Selected passage =
+ + + + + + +

Wednesday, September 23, 2009

Is Death The Real Loss?????

"DEATH"-what is the 1st thing that comes to your mind wen you think of these 5 letters??Most of us would have a picture of some death in the recent past or some impactful situation from our respective childhoods in our minds.
All of us are definately born on this earth with a unique purpose.All our capabilities and talents are present according to what serves our own purposes.There is a time for each one of us given by destiny to leave this world.Well for most of us it is a big FAT fullstop for anything and everything.But what we dont realise is that it is not the end But the beggening of a new journey into the same world.I know u must be thinking what a wierdo dis girl is!

but from what i've read and known "There is no death for the Soul" it is a form of energy which can neither be created nor destroyed.

As many of us are not aware about this we start grieving at the loss of our loved ones.I mean its' perfectly normal to feel damn bad and depressed when someone dies but what i would like to say is dont get carried away by that.

let me share a personal experience,I was only 7-years old when i lost my father.Maybe i was too little to recognize the irrepairable loss i had incurred but all i did at that time was maybe cry 4 a few days and sometimes get up in the middle of the ni8 and call out for him.Even though i knew he wouldnt come i was adamant and stubborn to get him back.My grief at that time was that i was not getting what i wanted i.e., my dad.I guess I was too immature at that time to understand why i wouldnt get him back!

+ + + + + + +

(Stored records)
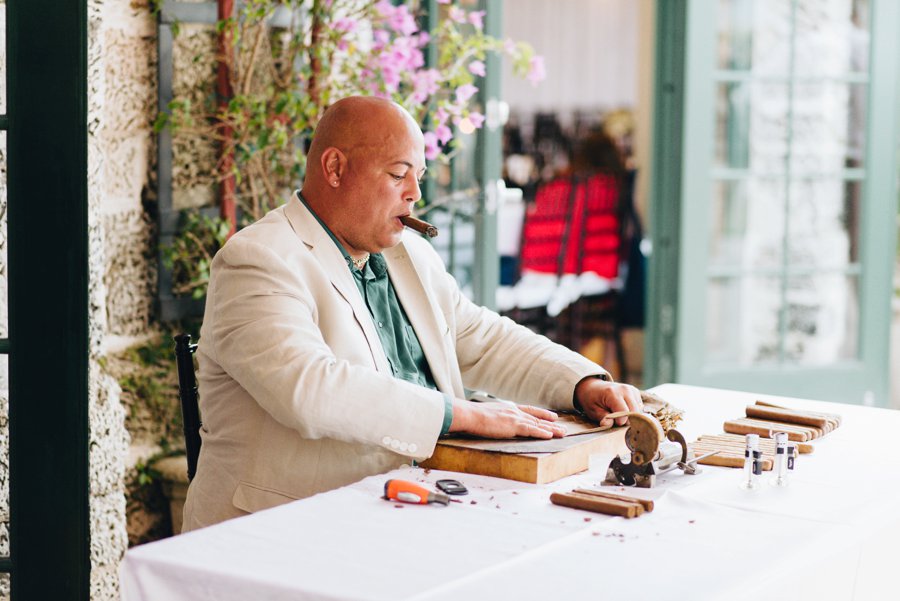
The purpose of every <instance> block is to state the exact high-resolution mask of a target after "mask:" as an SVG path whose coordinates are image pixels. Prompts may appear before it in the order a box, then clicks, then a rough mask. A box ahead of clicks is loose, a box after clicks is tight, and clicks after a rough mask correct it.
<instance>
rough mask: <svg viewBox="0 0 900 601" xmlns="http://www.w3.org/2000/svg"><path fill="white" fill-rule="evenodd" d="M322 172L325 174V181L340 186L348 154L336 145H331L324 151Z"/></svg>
mask: <svg viewBox="0 0 900 601" xmlns="http://www.w3.org/2000/svg"><path fill="white" fill-rule="evenodd" d="M321 162H322V173H323V174H324V176H325V181H326V182H328V185H330V186H335V187H337V186H339V185H340V183H341V175H343V174H344V171H345V170H346V167H347V156H346V155H345V154H344V153H343V152H341V151H340V150H338V149H337V148H335V147H334V146H329V147H328V148H326V149H325V151H324V152H322V160H321Z"/></svg>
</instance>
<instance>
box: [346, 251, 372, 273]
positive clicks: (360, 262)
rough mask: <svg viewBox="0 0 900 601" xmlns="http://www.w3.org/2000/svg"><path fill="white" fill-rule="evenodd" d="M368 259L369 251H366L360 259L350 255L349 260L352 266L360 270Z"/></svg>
mask: <svg viewBox="0 0 900 601" xmlns="http://www.w3.org/2000/svg"><path fill="white" fill-rule="evenodd" d="M368 260H369V253H366V256H364V257H363V258H361V259H354V258H353V257H350V262H351V263H353V266H354V267H356V268H357V269H358V270H360V271H362V268H363V267H365V266H366V261H368Z"/></svg>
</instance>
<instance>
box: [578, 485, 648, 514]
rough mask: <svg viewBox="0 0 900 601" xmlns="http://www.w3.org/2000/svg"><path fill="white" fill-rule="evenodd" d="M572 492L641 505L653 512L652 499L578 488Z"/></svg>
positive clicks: (596, 490)
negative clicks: (620, 494)
mask: <svg viewBox="0 0 900 601" xmlns="http://www.w3.org/2000/svg"><path fill="white" fill-rule="evenodd" d="M572 492H574V493H578V494H581V495H588V496H592V497H597V498H600V499H613V500H614V501H625V502H626V503H640V504H641V506H642V507H643V508H644V511H647V512H650V511H653V501H651V500H650V499H637V498H635V497H629V496H626V495H617V494H614V493H611V492H606V491H603V490H591V489H589V488H576V489H575V490H573V491H572Z"/></svg>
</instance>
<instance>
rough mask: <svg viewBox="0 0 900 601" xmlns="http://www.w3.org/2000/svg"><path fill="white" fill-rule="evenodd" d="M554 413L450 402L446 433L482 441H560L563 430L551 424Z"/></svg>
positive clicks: (562, 427)
mask: <svg viewBox="0 0 900 601" xmlns="http://www.w3.org/2000/svg"><path fill="white" fill-rule="evenodd" d="M554 421H556V414H555V413H553V412H552V411H548V410H546V409H541V408H539V407H532V406H530V405H514V404H512V403H475V402H472V401H463V400H461V399H454V400H453V422H451V424H450V432H467V433H469V434H475V435H478V436H484V437H486V438H515V437H516V436H527V437H529V438H554V437H555V438H561V437H563V436H565V435H566V429H565V428H564V427H563V426H561V425H559V424H554V423H553V422H554Z"/></svg>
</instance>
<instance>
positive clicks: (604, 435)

+ + + + + + +

Set of tasks =
a - From the blog post on death, copy the text from "let me share" up to and including "get him back!".
b - Rewrite the paragraph in the blog post on death that begins "let me share a personal experience" as a short list of its main facts.
c - Translate this sentence from the blog post on death into Spanish: "There is a time for each one of us given by destiny to leave this world."

Numbered responses =
a -
let me share a personal experience,I was only 7-years old when i lost my father.Maybe i was too little to recognize the irrepairable loss i had incurred but all i did at that time was maybe cry 4 a few days and sometimes get up in the middle of the ni8 and call out for him.Even though i knew he wouldnt come i was adamant and stubborn to get him back.My grief at that time was that i was not getting what i wanted i.e., my dad.I guess I was too immature at that time to understand why i wouldnt get him back!

b -
- The writer lost their father at age seven.
- Perhaps too young to recognize the loss, the writer cried for a few days and sometimes woke in the night calling out for him.
- Though knowing he would not come, the writer was stubborn about getting him back.
- The grief then was about not getting what was wanted, their dad.
- The writer now feels too immature at that time to understand why he would not come back.

c - Hay un momento para cada uno de nosotros, dado por el destino, para dejar este mundo.